▶ **WORK TASK**
Reproduce word for word the interview excerpt on market economics below.

That's a big question. I will try to focus on one aspect about which I can speak competently. In general, there are two types of economists: those that study only theory and those that study real economic data. I am unswervingly in the empirical camp. My book is partly aimed against those whose theories proclaim that a market economy provides everyone with everything.
In theory, manufacturing constantly depends on the scale. And this is the idea that was always kept in mind by people like Milton Friedman who always said that capitalism and freedom go hand in hand. But if you look at the way the economy works, this extreme version of individual freedom falls apart. It is not all that simple. I would even repeat that in many markets you don't get what you want unless others want the same thing.
What can be done about it? Does this mean that capitalism is bad? No. It only means that it’s not perfect. One more thing is that when people talk about defining government policies or market interference mechanisms, the claim that any government influence would be inefficient and harmful – it is often repeated in the United States – appears to be wrong.
U.W.: There is one more great economic issue today. Developing countries essentially strive for the standard of living enjoyed by the middle class in the United States. But now some people say that in a world of seven billion people, individual consumption on the level of Western countries is simply impossible. This global market would simply lack resources. What is the solution? Is it possible for everyone to achieve the American model of a market economy and American levels of consumption?
I don’t think I can answer this question. As an economist, I would say that the problem of overconsumption arises because less than the full price is paid for certain products. I mean that the price of every product would have to include its cost for the planet: air emissions or environmental pollution. When the consumer does not pay the full price for a product to be manufactured, he can consume too much of it, which may exhaust the resources of the planet. So the economic aspect of the problem is this: Will we face up to the full price that reflects the cost of production? I'm talking not only about monetary value but also whether we pay in full for using air and water. If not, consumption may be excessive and have harmful consequences.
U.W.: It often seems that the success of the market economy largely depends on the level of laws in the country, the pressure of corruption and how responsibly the ruling elite behaves. Can a free market, or capitalism, itself generate a rule-of-law system? Or is legality a purely political aspect of social development?

▶ **ENTRIES SUPPLIED**
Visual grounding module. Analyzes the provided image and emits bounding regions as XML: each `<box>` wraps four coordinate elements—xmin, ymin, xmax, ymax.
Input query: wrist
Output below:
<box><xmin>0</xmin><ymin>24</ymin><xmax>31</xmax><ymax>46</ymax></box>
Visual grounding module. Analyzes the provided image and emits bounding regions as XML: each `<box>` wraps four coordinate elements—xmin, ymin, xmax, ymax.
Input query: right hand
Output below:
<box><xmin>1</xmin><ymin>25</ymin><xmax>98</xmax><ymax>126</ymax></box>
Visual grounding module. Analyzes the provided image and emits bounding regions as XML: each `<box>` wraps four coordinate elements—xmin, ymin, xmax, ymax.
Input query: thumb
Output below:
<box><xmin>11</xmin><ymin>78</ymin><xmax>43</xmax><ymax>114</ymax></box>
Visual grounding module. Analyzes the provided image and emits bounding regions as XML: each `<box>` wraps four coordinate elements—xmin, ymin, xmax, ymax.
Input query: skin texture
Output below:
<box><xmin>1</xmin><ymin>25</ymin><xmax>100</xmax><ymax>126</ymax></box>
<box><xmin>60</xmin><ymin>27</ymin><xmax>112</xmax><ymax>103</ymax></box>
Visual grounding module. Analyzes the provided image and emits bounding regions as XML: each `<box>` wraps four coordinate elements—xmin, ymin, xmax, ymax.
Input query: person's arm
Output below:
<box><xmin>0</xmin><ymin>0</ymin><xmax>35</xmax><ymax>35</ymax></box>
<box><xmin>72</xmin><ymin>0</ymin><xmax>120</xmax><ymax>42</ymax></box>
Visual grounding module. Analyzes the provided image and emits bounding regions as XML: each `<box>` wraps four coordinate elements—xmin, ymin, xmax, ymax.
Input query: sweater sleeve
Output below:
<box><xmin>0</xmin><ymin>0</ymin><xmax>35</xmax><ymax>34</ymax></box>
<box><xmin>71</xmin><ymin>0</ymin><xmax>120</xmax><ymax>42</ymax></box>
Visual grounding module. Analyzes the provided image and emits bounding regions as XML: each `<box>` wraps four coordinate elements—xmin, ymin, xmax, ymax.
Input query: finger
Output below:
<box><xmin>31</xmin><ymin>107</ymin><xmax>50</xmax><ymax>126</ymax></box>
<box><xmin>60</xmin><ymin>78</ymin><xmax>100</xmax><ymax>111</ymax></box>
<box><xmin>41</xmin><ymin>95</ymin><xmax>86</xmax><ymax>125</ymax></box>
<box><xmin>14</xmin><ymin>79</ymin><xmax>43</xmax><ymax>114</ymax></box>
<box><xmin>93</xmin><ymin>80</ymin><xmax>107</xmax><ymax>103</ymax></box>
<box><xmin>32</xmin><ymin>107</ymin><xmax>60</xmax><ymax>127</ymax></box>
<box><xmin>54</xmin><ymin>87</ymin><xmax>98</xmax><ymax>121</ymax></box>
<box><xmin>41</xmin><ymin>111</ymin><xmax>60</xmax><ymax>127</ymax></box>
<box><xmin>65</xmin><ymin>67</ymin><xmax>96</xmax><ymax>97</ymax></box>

...

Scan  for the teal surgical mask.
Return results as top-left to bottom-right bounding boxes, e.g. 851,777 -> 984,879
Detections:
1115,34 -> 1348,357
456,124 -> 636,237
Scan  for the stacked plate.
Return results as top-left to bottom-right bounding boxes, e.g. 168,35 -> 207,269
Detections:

▶ **TASK RESULT**
That's a big question. I will try to focus on one aspect about which I can speak competently. In general, there are two types of economists: those that study only theory and those that study real economic data. I am unswervingly in the empirical camp. My book is partly aimed against those whose theories proclaim that a market economy provides everyone with everything.
In theory, manufacturing constantly depends on the scale. And this is the idea that was always kept in mind by people like Milton Friedman who always said that capitalism and freedom go hand in hand. But if you look at the way the economy works, this extreme version of individual freedom falls apart. It is not all that simple. I would even repeat that in many markets you don't get what you want unless others want the same thing.
What can be done about it? Does this mean that capitalism is bad? No. It only means that it’s not perfect. One more thing is that when people talk about defining government policies or market interference mechanisms, the claim that any government influence would be inefficient and harmful – it is often repeated in the United States – appears to be wrong.
U.W.: There is one more great economic issue today. Developing countries essentially strive for the standard of living enjoyed by the middle class in the United States. But now some people say that in a world of seven billion people, individual consumption on the level of Western countries is simply impossible. This global market would simply lack resources. What is the solution? Is it possible for everyone to achieve the American model of a market economy and American levels of consumption?
I don’t think I can answer this question. As an economist, I would say that the problem of overconsumption arises because less than the full price is paid for certain products. I mean that the price of every product would have to include its cost for the planet: air emissions or environmental pollution. When the consumer does not pay the full price for a product to be manufactured, he can consume too much of it, which may exhaust the resources of the planet. So the economic aspect of the problem is this: Will we face up to the full price that reflects the cost of production? I'm talking not only about monetary value but also whether we pay in full for using air and water. If not, consumption may be excessive and have harmful consequences.
U.W.: It often seems that the success of the market economy largely depends on the level of laws in the country, the pressure of corruption and how responsibly the ruling elite behaves. Can a free market, or capitalism, itself generate a rule-of-law system? Or is legality a purely political aspect of social development?